# PASSAGE TO READ
-- begin --

Although our work has taken into account the entire process of scientific knowledge entity recognition as comprehensively as possible, this study still possesses certain limitations. First, while the training corpus of this study covers eight academic disciplines, the volume and diversity of the training data in each field remain challenging due to the costs associated with manual annotation. Furthermore, given the highly specialized and terminology-intensive nature of the corpus of scientific literature, the accuracy cannot yet be compared with that of common entity recognition tasks. Although the scientific knowledge entity recognition model we have developed already significantly surpasses mainstream models in terms of precision, there is still room for improvement. Lastly, this study focuses on extracting knowledge entities from scientific literature abstracts rather than the full texts. While abstracts contain critical information from the articles, they may still overlook other important knowledge points within the text.

Conclusion

Knowledge entities in scientific literature are of great significance for researchers to grasp the core content of a field and conduct further fine-grained studies. In this paper, we propose a more comprehensive and semantically enriched schema for Chinese scientific knowledge entity recognition, defining nine fine-grained categories that capture core components of scientific research across eight representative domains. Based on this schema, we construct a high-quality annotated corpus that offers broader semantic coverage and domain generality, serving as a foundational resource for advancing Chinese scientific literature analysis.

To address the challenges of annotation noise and boundary complexity in Chinese scientific literature, we develop a novel model termed StructBERT-AT-DMGP, which integrates adversarial training and a Dual-Masked mechanism into the span-based NER framework. Adversarial training is employed as an implicit regularization strategy to alleviate the impact of noisy supervision arising from cross-disciplinary annotation inconsistencies and span-level ambiguity. Meanwhile, the Dual-Masked mechanism explicitly incorporates entity length constraints into the span prediction, reducing the likelihood of overlong and implausible entity spans. Together, these components enhance the model’s robustness and improve boundary detection in structurally complex scenarios.

We evaluated the proposed model on both our constructed corpus and three widely-used public Chinese NER benchmarks–MSRA, Resume, and CLUENER. On our dataset, the model outperformed several mainstream open-source baselines, and ablation studies confirmed the utility of the proposed components. On public benchmarks, the model achieved competitive or superior performance compared with state-of-the-art methods, further demonstrating its cross-domain generalizability and robustness.

In future work, we will explore recognizing scientific knowledge entities in longer texts, meaning that the input of the model will not be limited to paper abstracts but will be extended to full texts.

-- end --

# WHAT TO WORK ON
A) Decide whether each statement agrees with the passage on scientific knowledge entity recognition, answering yes or no and quoting the deciding words: (i) the training corpus covers eight academic disciplines; (ii) the study extracts knowledge entities from the full texts of articles; (iii) the model was tested on four public Chinese NER benchmarks.
B) Report every line of the rows below that contains the word "shaded".

# DATASET CONTENT
-- begin --

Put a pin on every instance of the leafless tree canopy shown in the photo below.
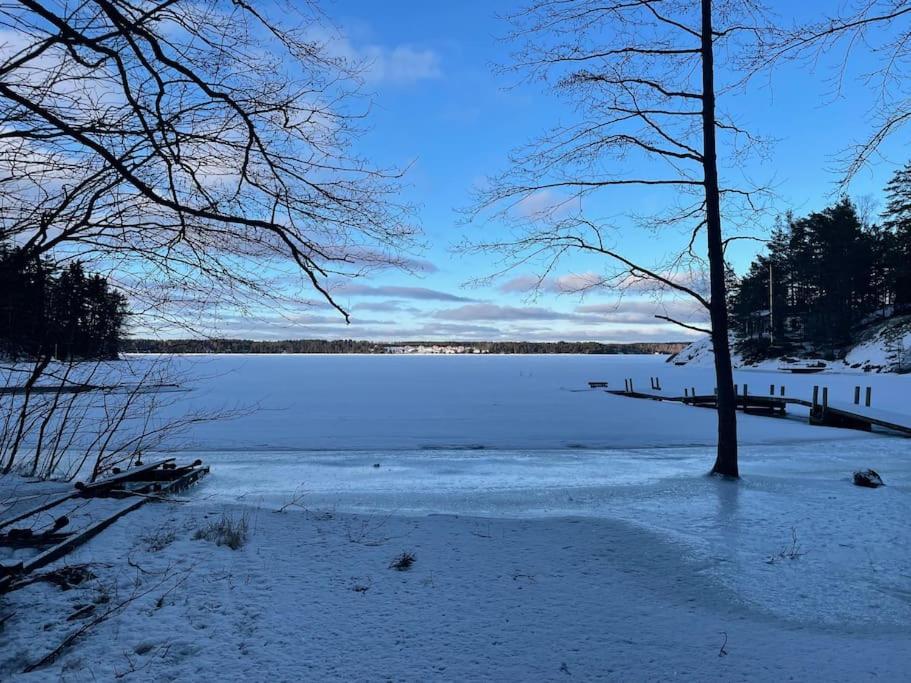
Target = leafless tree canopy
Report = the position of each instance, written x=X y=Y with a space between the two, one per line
x=646 y=82
x=197 y=150
x=875 y=34
x=630 y=73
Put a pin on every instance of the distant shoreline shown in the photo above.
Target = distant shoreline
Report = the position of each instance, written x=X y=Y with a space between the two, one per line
x=355 y=347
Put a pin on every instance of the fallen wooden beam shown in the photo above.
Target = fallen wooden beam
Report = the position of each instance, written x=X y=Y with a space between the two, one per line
x=185 y=476
x=53 y=502
x=132 y=474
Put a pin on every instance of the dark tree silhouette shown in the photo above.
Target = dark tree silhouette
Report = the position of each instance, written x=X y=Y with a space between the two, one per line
x=879 y=28
x=641 y=77
x=197 y=151
x=65 y=314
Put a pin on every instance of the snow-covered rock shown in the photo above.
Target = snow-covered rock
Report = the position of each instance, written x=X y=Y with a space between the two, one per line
x=868 y=479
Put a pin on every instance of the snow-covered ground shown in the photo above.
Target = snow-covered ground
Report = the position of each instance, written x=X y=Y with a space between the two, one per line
x=560 y=533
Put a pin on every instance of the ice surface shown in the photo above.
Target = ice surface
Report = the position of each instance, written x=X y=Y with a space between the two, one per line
x=560 y=531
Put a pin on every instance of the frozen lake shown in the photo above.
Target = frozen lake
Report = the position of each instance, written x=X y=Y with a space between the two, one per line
x=383 y=403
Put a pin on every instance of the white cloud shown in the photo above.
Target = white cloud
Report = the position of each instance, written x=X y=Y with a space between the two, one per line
x=401 y=65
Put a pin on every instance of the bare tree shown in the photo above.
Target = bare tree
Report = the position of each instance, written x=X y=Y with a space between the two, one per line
x=199 y=151
x=880 y=31
x=84 y=418
x=640 y=75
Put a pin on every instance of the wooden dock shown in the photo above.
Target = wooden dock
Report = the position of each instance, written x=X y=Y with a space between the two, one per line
x=822 y=411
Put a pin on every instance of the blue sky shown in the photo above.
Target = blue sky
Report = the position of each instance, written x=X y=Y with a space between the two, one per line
x=439 y=108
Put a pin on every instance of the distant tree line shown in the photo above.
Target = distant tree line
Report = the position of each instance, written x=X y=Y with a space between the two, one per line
x=354 y=346
x=825 y=275
x=60 y=312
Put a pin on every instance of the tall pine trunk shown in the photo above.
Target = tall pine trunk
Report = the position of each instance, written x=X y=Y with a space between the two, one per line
x=726 y=458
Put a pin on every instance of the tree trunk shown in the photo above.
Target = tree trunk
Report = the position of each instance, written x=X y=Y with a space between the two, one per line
x=726 y=458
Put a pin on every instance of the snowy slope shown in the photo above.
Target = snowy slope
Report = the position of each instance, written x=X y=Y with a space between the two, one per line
x=885 y=347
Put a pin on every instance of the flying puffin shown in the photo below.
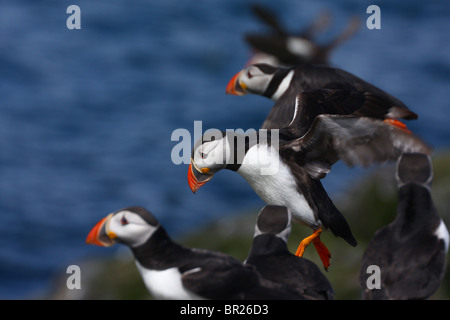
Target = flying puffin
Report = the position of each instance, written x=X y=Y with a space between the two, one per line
x=283 y=84
x=272 y=259
x=285 y=169
x=172 y=271
x=282 y=48
x=410 y=252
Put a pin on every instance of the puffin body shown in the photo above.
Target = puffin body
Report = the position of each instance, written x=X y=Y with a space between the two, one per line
x=285 y=170
x=411 y=250
x=271 y=258
x=284 y=84
x=283 y=48
x=172 y=271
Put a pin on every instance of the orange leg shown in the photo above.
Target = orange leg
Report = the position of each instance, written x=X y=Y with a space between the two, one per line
x=322 y=250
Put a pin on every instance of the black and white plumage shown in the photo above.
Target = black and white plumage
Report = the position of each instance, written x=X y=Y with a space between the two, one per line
x=284 y=84
x=284 y=169
x=279 y=47
x=270 y=256
x=172 y=271
x=411 y=251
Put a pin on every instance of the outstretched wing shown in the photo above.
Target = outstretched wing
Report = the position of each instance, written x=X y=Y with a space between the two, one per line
x=356 y=140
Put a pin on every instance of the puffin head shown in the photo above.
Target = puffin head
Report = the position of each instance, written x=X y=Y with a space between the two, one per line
x=209 y=155
x=254 y=79
x=132 y=226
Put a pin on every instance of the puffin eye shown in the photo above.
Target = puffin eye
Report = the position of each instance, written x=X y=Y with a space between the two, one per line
x=123 y=221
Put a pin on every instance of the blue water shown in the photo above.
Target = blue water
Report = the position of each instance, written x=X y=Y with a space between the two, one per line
x=87 y=115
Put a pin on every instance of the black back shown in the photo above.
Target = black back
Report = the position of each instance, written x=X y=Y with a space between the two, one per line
x=410 y=256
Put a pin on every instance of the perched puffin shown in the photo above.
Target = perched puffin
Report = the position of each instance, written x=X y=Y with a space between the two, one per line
x=172 y=271
x=283 y=84
x=283 y=48
x=409 y=252
x=284 y=169
x=271 y=258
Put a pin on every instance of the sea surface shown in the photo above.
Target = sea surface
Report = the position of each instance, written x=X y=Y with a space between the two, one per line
x=87 y=115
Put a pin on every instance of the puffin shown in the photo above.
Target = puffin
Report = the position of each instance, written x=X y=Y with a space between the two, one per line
x=279 y=47
x=270 y=256
x=283 y=84
x=171 y=271
x=285 y=169
x=410 y=252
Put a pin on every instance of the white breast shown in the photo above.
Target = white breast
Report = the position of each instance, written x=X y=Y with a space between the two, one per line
x=166 y=284
x=278 y=187
x=442 y=233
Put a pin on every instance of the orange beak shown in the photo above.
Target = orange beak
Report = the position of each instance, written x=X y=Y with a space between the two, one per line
x=196 y=179
x=235 y=87
x=99 y=235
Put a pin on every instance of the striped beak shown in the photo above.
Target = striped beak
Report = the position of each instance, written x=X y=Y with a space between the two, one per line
x=235 y=86
x=197 y=178
x=100 y=234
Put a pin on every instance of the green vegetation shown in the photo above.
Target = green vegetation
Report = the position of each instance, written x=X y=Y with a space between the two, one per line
x=368 y=206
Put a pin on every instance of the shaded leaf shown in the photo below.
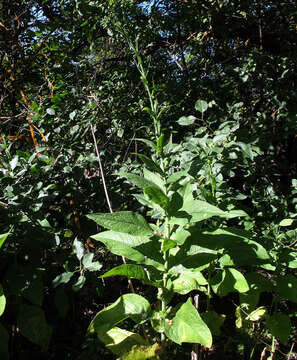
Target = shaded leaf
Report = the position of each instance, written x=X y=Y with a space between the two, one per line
x=141 y=249
x=188 y=326
x=227 y=281
x=186 y=120
x=62 y=278
x=128 y=305
x=137 y=180
x=4 y=336
x=2 y=300
x=33 y=326
x=157 y=196
x=123 y=221
x=287 y=287
x=280 y=326
x=132 y=271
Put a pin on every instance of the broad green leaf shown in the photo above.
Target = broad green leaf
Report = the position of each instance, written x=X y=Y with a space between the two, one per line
x=257 y=314
x=62 y=278
x=157 y=196
x=257 y=284
x=286 y=222
x=214 y=321
x=150 y=164
x=128 y=305
x=121 y=341
x=123 y=221
x=201 y=210
x=2 y=300
x=280 y=326
x=186 y=120
x=4 y=336
x=227 y=281
x=78 y=249
x=141 y=352
x=137 y=180
x=132 y=271
x=201 y=106
x=188 y=326
x=287 y=287
x=234 y=242
x=141 y=249
x=33 y=326
x=187 y=282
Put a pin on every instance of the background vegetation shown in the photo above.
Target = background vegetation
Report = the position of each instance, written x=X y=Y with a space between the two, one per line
x=224 y=75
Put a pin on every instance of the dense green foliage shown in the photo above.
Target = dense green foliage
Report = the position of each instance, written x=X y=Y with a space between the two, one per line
x=193 y=102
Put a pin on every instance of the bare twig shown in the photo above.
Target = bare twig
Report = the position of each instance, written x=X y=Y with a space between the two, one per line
x=101 y=170
x=106 y=193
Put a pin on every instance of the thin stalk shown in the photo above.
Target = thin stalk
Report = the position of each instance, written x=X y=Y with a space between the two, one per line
x=106 y=194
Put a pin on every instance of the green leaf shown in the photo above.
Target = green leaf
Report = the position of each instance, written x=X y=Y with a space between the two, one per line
x=287 y=287
x=286 y=222
x=3 y=237
x=155 y=179
x=227 y=281
x=280 y=326
x=137 y=180
x=78 y=249
x=131 y=271
x=150 y=164
x=201 y=210
x=157 y=196
x=257 y=284
x=50 y=111
x=4 y=336
x=187 y=282
x=2 y=300
x=214 y=321
x=33 y=326
x=141 y=352
x=79 y=283
x=121 y=341
x=61 y=302
x=201 y=106
x=234 y=242
x=188 y=326
x=141 y=249
x=34 y=289
x=160 y=144
x=186 y=120
x=147 y=142
x=128 y=305
x=62 y=278
x=257 y=314
x=123 y=221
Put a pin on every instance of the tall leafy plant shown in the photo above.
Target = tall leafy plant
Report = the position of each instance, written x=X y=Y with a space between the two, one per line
x=174 y=251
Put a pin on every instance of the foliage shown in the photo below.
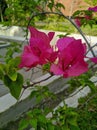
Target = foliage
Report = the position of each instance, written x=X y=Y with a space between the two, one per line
x=66 y=59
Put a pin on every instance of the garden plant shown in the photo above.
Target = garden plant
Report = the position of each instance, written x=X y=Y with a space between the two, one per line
x=67 y=58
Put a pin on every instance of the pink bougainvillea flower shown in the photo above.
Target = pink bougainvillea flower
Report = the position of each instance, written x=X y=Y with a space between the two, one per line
x=70 y=58
x=94 y=9
x=78 y=22
x=39 y=50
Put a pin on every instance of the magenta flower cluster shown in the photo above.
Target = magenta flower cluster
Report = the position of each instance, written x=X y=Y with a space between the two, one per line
x=86 y=17
x=67 y=60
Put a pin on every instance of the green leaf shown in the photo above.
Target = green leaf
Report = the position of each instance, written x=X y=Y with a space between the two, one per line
x=33 y=122
x=1 y=71
x=12 y=74
x=14 y=86
x=23 y=124
x=14 y=62
x=50 y=126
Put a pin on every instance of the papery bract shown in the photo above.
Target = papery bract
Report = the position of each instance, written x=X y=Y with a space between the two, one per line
x=78 y=22
x=94 y=59
x=70 y=58
x=39 y=50
x=94 y=9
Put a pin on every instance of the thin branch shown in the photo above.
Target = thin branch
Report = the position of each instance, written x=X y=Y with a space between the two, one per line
x=94 y=95
x=69 y=19
x=34 y=83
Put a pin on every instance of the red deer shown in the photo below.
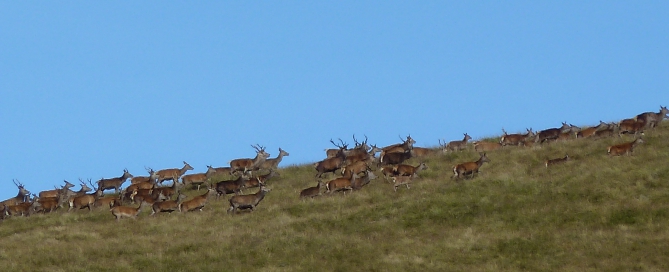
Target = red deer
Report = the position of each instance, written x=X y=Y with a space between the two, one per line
x=515 y=139
x=173 y=174
x=143 y=179
x=589 y=132
x=551 y=133
x=457 y=145
x=401 y=180
x=195 y=179
x=246 y=165
x=247 y=201
x=624 y=148
x=114 y=183
x=398 y=148
x=557 y=161
x=167 y=206
x=358 y=183
x=22 y=196
x=481 y=146
x=197 y=203
x=652 y=119
x=461 y=170
x=55 y=192
x=312 y=191
x=274 y=162
x=125 y=211
x=331 y=164
x=230 y=186
x=409 y=170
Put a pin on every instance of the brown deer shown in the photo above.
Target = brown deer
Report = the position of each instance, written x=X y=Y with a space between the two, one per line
x=246 y=165
x=273 y=163
x=125 y=211
x=551 y=133
x=550 y=162
x=457 y=145
x=114 y=183
x=22 y=196
x=481 y=146
x=624 y=148
x=409 y=170
x=55 y=192
x=312 y=191
x=173 y=174
x=247 y=201
x=167 y=206
x=589 y=132
x=197 y=203
x=515 y=139
x=652 y=119
x=401 y=180
x=461 y=170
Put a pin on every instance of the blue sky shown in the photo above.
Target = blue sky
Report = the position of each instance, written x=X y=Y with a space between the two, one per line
x=91 y=88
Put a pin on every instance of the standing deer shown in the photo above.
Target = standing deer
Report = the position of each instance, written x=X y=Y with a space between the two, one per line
x=173 y=174
x=274 y=162
x=624 y=148
x=246 y=165
x=114 y=183
x=461 y=170
x=247 y=201
x=22 y=196
x=457 y=145
x=652 y=119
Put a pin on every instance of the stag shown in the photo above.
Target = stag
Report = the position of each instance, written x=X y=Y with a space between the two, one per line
x=246 y=165
x=652 y=119
x=247 y=201
x=173 y=174
x=461 y=170
x=515 y=139
x=457 y=145
x=22 y=196
x=114 y=183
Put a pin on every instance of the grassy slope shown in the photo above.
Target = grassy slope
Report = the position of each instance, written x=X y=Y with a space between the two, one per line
x=593 y=213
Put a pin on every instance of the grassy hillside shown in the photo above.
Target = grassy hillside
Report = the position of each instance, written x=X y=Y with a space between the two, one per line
x=594 y=213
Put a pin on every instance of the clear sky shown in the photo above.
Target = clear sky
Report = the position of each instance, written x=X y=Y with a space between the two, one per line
x=90 y=88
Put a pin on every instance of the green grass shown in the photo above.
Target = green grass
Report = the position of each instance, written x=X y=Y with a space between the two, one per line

-- end --

# RESULTS BY TASK
A)
(i) Yes: "the training corpus of this study covers eight academic disciplines"
(ii) No: "this study focuses on extracting knowledge entities from scientific literature abstracts rather than the full texts"
(iii) No: "three widely-used public Chinese NER benchmarks–MSRA, Resume, and CLUENER"

B)
Put a pin on every instance of the shaded leaf shown in the photo below.
Target = shaded leaf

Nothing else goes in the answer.